Gather every line in the entries below that contains the string "positive" and copy each one out in full.

▶ **Data shown**
——————

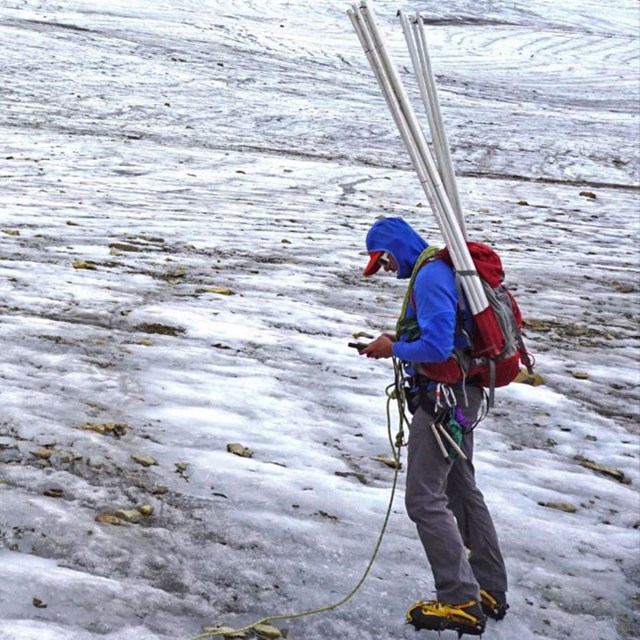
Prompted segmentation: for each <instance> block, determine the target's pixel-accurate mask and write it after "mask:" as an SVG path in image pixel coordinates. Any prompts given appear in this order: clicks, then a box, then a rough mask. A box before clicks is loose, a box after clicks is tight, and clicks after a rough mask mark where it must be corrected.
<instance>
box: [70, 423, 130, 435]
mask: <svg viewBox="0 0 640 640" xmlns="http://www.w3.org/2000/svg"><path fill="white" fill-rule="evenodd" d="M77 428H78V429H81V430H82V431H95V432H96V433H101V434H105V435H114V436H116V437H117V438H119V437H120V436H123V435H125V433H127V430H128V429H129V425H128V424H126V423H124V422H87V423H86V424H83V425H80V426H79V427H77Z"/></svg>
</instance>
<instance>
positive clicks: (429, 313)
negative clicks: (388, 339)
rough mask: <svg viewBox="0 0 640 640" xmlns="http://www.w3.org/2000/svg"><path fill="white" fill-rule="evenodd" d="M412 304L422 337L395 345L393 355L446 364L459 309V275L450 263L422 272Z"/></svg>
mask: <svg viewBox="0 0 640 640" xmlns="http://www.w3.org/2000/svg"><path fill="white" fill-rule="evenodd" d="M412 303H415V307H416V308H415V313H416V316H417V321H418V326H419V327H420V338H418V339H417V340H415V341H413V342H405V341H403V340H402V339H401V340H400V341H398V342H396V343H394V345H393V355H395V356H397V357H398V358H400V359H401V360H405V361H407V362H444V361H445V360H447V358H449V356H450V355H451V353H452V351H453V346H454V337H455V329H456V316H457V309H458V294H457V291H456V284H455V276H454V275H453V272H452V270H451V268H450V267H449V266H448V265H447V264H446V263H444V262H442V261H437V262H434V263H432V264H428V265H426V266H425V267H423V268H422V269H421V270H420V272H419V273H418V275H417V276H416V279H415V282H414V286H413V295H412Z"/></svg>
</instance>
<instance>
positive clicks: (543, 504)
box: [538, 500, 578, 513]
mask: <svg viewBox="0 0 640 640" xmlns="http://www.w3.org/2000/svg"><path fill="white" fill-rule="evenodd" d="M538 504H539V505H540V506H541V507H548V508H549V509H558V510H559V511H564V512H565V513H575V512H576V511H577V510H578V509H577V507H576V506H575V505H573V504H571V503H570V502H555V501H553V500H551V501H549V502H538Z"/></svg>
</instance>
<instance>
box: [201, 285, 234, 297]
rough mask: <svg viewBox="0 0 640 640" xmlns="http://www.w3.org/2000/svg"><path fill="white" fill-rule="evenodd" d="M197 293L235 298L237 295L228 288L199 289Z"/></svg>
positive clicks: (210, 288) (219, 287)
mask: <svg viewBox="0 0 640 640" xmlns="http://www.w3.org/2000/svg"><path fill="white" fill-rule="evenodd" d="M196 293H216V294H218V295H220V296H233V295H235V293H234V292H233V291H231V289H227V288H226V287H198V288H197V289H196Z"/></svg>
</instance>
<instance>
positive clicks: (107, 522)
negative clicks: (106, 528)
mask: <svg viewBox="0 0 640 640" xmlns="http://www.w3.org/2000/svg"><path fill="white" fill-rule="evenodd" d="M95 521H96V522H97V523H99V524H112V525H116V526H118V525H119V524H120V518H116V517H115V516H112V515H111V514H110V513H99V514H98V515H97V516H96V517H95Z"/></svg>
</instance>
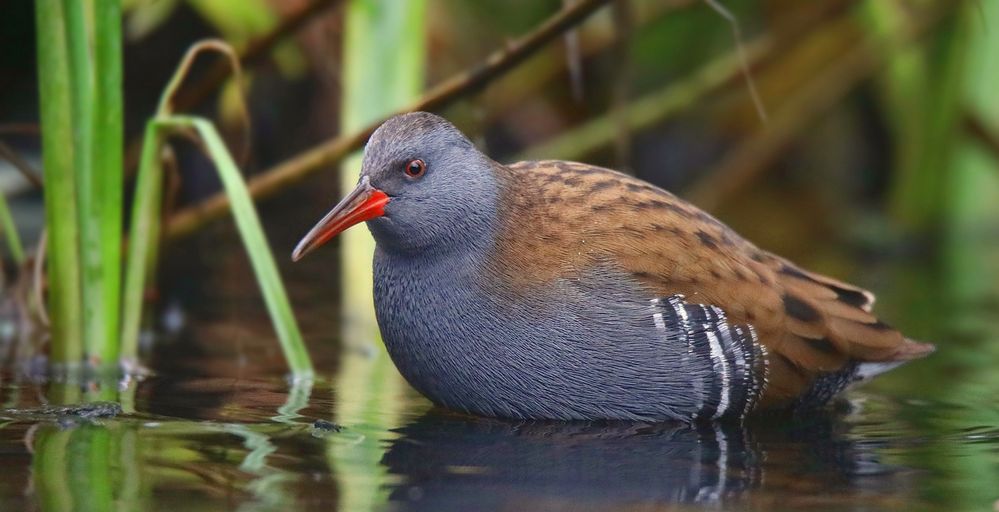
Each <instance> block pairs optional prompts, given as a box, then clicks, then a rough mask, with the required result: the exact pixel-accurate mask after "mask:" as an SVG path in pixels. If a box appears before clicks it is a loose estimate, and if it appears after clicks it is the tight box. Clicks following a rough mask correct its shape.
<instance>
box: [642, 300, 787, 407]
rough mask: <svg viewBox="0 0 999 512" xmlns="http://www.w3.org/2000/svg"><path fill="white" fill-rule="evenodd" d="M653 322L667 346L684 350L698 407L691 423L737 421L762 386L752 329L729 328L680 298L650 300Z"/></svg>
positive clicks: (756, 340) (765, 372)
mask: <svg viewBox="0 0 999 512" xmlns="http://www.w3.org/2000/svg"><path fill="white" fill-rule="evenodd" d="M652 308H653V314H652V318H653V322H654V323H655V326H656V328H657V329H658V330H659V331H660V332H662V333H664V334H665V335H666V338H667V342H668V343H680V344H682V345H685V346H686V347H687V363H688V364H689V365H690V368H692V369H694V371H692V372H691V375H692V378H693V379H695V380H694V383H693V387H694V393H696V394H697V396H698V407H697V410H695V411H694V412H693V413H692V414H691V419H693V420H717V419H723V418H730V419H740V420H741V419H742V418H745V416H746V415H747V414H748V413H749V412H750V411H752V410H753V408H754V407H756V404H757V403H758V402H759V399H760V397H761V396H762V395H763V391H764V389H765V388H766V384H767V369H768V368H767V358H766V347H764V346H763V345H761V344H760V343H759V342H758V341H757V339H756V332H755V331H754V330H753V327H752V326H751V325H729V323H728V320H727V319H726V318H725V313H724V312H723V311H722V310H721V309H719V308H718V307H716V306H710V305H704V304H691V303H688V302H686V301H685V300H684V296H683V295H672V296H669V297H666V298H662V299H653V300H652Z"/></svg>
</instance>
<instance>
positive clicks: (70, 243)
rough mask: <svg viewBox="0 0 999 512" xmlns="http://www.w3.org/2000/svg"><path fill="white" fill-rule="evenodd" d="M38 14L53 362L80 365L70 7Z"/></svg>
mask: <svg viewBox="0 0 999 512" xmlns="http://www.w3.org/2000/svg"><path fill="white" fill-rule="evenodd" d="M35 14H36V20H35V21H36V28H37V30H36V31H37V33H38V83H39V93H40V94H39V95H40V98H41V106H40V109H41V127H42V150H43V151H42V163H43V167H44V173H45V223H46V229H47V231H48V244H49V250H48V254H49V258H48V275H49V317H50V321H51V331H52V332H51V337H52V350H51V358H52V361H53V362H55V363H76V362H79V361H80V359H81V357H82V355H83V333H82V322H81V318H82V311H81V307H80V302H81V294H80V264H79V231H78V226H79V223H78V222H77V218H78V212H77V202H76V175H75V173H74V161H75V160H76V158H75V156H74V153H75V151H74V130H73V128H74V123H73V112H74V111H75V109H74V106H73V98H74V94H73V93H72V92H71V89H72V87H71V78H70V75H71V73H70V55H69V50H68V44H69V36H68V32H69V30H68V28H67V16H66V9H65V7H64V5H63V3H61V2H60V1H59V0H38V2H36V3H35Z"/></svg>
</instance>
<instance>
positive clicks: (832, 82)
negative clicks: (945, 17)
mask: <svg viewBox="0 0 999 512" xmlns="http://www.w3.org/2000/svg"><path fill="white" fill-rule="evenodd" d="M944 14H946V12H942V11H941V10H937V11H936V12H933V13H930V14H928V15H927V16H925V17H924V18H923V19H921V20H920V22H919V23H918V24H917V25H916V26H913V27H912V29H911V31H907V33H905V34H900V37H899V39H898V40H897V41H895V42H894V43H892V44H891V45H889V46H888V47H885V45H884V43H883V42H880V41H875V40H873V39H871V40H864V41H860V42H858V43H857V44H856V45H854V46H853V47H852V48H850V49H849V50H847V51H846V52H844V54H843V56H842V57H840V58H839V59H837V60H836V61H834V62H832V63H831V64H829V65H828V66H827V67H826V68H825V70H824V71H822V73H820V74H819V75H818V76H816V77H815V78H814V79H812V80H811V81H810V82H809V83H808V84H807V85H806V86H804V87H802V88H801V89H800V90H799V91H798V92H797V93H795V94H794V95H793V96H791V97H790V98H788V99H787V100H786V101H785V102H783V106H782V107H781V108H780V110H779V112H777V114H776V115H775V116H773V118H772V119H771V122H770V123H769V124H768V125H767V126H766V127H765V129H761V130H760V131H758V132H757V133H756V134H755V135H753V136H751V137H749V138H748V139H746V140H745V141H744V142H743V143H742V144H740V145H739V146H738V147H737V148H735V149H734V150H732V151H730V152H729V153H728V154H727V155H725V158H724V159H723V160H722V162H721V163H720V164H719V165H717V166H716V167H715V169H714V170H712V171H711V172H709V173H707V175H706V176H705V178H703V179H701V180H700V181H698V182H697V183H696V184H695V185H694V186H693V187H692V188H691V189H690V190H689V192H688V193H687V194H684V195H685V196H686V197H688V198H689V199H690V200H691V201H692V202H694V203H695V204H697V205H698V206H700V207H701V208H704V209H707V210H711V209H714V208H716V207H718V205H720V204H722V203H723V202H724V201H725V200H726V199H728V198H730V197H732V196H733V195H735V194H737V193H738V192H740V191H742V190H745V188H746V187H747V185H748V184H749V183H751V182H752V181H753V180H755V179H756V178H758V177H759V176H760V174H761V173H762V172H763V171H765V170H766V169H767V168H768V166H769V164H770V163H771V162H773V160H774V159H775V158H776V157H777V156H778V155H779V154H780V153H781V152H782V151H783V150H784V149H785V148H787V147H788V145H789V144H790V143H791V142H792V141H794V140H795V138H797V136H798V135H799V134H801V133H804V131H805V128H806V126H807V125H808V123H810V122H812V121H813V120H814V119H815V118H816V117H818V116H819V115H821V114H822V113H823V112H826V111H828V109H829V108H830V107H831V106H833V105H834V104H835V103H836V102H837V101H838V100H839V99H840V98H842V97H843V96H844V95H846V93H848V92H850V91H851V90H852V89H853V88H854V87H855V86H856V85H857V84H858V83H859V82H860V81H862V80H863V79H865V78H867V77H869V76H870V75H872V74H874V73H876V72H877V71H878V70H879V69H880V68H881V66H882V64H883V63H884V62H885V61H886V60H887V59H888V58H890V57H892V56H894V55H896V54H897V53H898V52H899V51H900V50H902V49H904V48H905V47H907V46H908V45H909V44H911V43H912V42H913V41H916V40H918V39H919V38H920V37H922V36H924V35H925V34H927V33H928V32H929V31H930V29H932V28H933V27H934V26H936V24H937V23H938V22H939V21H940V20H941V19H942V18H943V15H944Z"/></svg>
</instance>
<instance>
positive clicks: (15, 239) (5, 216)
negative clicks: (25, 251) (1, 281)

——————

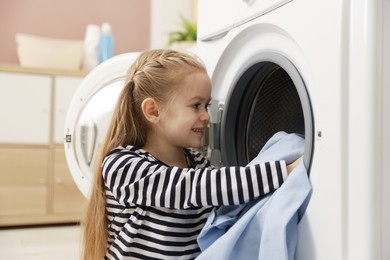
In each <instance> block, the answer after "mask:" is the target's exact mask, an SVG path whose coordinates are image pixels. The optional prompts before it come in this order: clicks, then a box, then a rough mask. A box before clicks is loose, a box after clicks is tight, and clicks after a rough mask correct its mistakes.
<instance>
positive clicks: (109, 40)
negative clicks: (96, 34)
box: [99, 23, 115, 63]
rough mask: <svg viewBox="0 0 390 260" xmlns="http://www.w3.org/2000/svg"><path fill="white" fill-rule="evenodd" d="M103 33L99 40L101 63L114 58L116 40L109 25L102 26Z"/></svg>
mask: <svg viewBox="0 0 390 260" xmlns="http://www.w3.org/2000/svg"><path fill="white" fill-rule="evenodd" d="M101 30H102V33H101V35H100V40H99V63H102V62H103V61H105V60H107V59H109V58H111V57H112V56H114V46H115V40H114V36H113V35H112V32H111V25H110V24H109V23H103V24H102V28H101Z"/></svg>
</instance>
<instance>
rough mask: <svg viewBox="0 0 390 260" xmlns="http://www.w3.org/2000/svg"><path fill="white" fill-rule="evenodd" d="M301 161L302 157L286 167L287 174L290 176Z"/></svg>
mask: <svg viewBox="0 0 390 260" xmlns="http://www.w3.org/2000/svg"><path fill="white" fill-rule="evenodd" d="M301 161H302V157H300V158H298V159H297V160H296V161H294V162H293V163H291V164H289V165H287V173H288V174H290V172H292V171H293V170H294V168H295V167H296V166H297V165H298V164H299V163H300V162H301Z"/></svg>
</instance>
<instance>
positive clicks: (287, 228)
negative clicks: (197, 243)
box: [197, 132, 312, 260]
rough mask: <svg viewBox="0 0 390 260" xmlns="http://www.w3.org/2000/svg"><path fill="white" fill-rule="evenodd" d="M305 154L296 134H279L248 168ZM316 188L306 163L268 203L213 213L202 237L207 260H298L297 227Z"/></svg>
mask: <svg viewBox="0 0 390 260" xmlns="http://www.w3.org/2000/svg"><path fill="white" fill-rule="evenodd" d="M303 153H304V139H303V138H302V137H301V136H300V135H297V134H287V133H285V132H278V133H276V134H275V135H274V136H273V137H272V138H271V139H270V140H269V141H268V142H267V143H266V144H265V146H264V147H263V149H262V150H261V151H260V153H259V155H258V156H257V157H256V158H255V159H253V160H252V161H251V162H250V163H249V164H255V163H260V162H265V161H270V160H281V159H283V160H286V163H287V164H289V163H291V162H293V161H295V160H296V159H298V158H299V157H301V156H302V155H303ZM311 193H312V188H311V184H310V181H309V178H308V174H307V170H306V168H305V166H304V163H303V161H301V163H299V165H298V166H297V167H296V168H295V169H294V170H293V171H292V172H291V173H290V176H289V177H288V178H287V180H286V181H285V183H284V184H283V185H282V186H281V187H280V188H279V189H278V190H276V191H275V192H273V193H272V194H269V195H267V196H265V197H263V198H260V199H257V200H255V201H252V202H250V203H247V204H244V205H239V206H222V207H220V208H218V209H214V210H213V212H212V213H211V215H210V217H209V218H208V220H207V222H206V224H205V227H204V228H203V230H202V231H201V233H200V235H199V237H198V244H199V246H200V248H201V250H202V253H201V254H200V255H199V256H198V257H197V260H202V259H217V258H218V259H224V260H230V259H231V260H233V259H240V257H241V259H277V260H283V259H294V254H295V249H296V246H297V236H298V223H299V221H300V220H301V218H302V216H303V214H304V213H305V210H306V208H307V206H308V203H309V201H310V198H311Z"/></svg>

——————

▶ **Exercise answer**
positive clicks: (429, 313)
positive clicks: (543, 504)
positive clicks: (210, 288) (219, 287)
positive clicks: (107, 522)
positive clicks: (756, 340) (765, 372)
positive clicks: (70, 243)
positive clicks: (832, 82)
positive clicks: (15, 239) (5, 216)
positive clicks: (109, 40)
positive clicks: (287, 228)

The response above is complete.